Task goal: Scale the material below by writing out every line again, requests included, with each coordinate in the answers multiplied by 2.35 and rounded to a whole number, halves up. Leave the pictures out and keep all other text unchanged.

Entries supplied:
■ ■ ■ ■ ■

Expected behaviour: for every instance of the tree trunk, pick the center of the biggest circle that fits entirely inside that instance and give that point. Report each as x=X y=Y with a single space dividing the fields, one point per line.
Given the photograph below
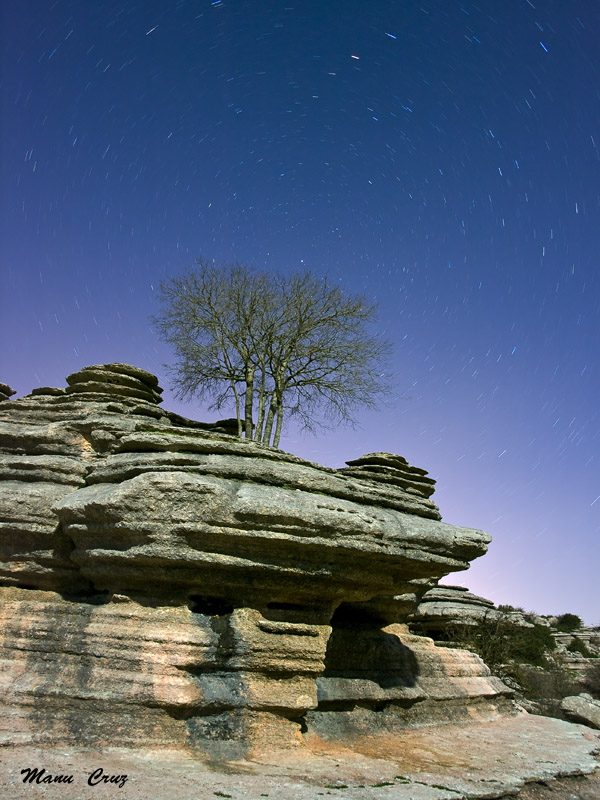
x=261 y=408
x=269 y=421
x=277 y=435
x=237 y=409
x=249 y=400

■ ■ ■ ■ ■

The output:
Expected behaviour: for every instance of the tree trunk, pick the center of the biggest circle that fits entirely inside that instance and give that point. Report each as x=X y=Y with a single space dividing the fields, one point per line.
Given the photograph below
x=613 y=959
x=632 y=989
x=651 y=1022
x=557 y=961
x=585 y=940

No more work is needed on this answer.